* WHAT THIS EXERCISE ASKS *
1. Please format the stretch of entries that opens with the line containing "Note to the class: point at the horse's mane" and closes with the line containing "<point>352,259</point>" as a two-column CSV headed instruction and response. Give one row per entry, with its text under instruction and its answer under response, each in a single quoted field with line breaks replaced by spaces.
2. Continue the forum post comparing Flourite Red with regular Flourite from its final sentence.

* EXCERPT PROVIDED *

# Flourite Red Counterfeit?



## Macbrush (Mar 29, 2004)

While I am still waiting for my 30 bag shipment of Flourite for my new 200 gal, I have to move everything from my old 55 gal to the new tank because that part of the house where the old 55 gal is due to be refurnished next week, so the 55 gal is going to the trash earlier than I was expected. I am switching substrate from ADA Aqua Soil to, obviously, Flourite. But in the mean time, I need a few bags of Flourite just enough to fill all those pots where I am going to keep all the plants temporarily in the 200 gal. The shop had 3 bags of Flourite Red, and 1 bag of Flourite.

Seachem claims that Flourite Red is exactly the same as Flourite apart from being red. My experience tells me that its NOT the case, Flourite is beautiful, amount of dust is acceptable, size of individual piece is very constant, , the shape of each piece is about the same and handling is easy. Flourite Red, on the other hand, the individual size of each piece vary from 1mm to 7mm (not to mention triilions of trillions of dust)! Its very very dusty, nearly impossible to rinse clean, there are millions of different shapes in just one small handful of it and its very difficult to keep plants down. For me, its just NOT Flourite...

* SUPPLIED RECORDS *
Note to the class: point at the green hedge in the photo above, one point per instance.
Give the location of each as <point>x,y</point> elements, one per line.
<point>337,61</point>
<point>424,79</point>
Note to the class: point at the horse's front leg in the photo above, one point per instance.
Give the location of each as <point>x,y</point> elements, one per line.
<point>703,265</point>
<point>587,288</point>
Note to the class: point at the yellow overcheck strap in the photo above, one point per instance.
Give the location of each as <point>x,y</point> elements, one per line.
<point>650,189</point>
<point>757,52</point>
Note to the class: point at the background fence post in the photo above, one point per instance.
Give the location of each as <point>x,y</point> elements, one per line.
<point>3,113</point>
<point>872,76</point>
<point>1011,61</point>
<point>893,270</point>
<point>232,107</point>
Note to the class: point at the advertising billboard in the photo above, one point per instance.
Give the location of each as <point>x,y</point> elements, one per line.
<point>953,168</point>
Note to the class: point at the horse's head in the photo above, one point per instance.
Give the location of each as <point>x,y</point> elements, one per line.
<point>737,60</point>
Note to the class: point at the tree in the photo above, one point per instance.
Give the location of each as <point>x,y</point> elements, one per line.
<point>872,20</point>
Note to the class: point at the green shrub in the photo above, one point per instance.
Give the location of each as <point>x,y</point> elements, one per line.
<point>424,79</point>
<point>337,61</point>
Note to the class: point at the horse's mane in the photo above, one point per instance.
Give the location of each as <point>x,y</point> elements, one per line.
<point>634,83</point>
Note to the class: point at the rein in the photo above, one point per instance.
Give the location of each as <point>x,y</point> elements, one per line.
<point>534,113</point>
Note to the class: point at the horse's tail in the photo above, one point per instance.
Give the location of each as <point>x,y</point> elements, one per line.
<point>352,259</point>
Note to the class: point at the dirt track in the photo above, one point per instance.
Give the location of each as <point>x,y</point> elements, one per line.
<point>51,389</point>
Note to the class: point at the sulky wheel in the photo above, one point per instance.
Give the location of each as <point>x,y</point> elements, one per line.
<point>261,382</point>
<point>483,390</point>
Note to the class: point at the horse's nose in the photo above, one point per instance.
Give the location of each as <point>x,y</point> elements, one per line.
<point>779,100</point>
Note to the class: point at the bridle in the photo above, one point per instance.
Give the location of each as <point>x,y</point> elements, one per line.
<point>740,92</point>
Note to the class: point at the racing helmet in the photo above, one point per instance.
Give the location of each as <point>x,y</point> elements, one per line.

* RESULTS BY TASK *
1.
instruction,response
"Note to the class: point at the horse's mane in the photo above, one point per instance. Give the location of each as <point>x,y</point> elements, one per line.","<point>634,83</point>"
"Note to the class: point at the rein in the photo above, one point per instance. Give the location of each as <point>x,y</point> elements, one per line.","<point>534,113</point>"
"Note to the class: point at the horse's tail in the photo above, one point per instance. Give the location of each as <point>x,y</point> elements, one per line.","<point>352,259</point>"

2.
Anyone have experience on Flourite Red? Should I report to Seachem or complain to Seachem?


----------



## Daemonfly (Mar 21, 2004)

It probably depends on where they "mine" it from. It's not something thats actually _produced_ by Seachem.

Local bonsai shop here actually sells a generic substrate that is identical to Flourite for their bonsai trees.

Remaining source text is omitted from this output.